Я говорю: как же мне быть? Ведь скажут, что я дезертировала. Меня обуял ужас. Я стала его просить подписать бумагу, что была здесь.

– Я сторож, что я могу подписывать? Идите в военкомат.

В пять утра ни живая ни мертвая пришла домой, была счастлива, что вернулась еще раз к ребенку. Он меня увидел и закричал:

– Мамочка, ты уже не едешь на фронт, тебя не убьют!

Моя приятельница принесла мне булку, тогда она называлась французской, и огурец – в повестке было написано взять с собой питание. Дома у меня ничего не было…

Иду в военкомат, он с девяти часов работает. Меня приняли абсолютно спокойно, понимали, что идет этот чертов бедлам. Они мне говорят: идите и работайте, когда понадобитесь, вызовем.

Была такая растерянность, люди не знали, что делать, бегали, магазины уже были пустые, все расхватали… Я все время боялась за ребенка, ведь бомбили каждый день. Ночью вставали и таскали его в убежище, а на каждого входившего мужчину он кричал: “Это Гитлер?”

И вот как-то пришел муж и сказал, что эвакуируют писательский детский сад. И предложил мне отправить его вместе с другими детьми. Я согласилась.

А когда отправляла, то буквально отдирала от себя, уже тогда поняла, что совершила чудовищную вещь. Пришла домой и сказала мужу: что же мы наделали!

Там ехали женщины с детьми, были мамы рядом, а мой – один. Он так кричал:

– Я буду ходить в бомбоубежище, мамочка, не отдавай меня!

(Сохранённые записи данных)

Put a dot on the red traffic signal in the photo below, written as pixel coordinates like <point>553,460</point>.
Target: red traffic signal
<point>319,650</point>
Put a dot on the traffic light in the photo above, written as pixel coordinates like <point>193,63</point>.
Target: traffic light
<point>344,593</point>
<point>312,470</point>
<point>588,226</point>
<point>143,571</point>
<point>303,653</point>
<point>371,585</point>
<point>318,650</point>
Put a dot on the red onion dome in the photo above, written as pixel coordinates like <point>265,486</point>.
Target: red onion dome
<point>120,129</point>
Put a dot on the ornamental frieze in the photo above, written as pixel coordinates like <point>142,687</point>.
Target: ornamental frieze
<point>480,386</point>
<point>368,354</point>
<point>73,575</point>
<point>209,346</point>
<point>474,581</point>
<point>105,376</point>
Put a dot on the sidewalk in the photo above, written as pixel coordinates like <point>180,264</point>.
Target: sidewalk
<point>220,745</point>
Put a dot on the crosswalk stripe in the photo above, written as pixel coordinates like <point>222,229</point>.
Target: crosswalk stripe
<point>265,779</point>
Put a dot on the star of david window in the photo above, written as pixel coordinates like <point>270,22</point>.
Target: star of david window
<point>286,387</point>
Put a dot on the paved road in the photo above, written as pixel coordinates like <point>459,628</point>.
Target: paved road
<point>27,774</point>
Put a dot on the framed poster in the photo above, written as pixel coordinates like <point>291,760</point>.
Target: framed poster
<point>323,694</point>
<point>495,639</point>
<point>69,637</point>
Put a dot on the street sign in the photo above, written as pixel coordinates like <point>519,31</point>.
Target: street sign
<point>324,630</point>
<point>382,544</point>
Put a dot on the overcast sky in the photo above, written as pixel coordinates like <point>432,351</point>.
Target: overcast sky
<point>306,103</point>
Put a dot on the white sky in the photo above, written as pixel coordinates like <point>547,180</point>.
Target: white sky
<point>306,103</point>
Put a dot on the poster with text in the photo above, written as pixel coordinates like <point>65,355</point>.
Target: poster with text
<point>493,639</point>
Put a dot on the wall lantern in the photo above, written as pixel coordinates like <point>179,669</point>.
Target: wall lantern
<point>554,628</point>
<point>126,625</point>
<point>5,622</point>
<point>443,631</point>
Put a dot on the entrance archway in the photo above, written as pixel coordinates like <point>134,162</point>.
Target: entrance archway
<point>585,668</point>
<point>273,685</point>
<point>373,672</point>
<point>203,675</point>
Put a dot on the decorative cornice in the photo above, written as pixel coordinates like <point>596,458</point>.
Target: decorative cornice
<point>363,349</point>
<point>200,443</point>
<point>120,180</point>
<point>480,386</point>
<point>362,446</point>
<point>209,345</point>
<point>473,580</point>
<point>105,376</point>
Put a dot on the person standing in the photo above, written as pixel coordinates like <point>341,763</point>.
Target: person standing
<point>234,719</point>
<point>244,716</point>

__Условие задачи__:
Скопируйте, пожалуйста, из текста для анализа фрагмент между словами «Моя приятельница принесла» и «детьми. Я согласилась.» включительно.

__Результат ниже__:
Моя приятельница принесла мне булку, тогда она называлась французской, и огурец – в повестке было написано взять с собой питание. Дома у меня ничего не было…

Иду в военкомат, он с девяти часов работает. Меня приняли абсолютно спокойно, понимали, что идет этот чертов бедлам. Они мне говорят: идите и работайте, когда понадобитесь, вызовем.

Была такая растерянность, люди не знали, что делать, бегали, магазины уже были пустые, все расхватали… Я все время боялась за ребенка, ведь бомбили каждый день. Ночью вставали и таскали его в убежище, а на каждого входившего мужчину он кричал: “Это Гитлер?”

И вот как-то пришел муж и сказал, что эвакуируют писательский детский сад. И предложил мне отправить его вместе с другими детьми. Я согласилась.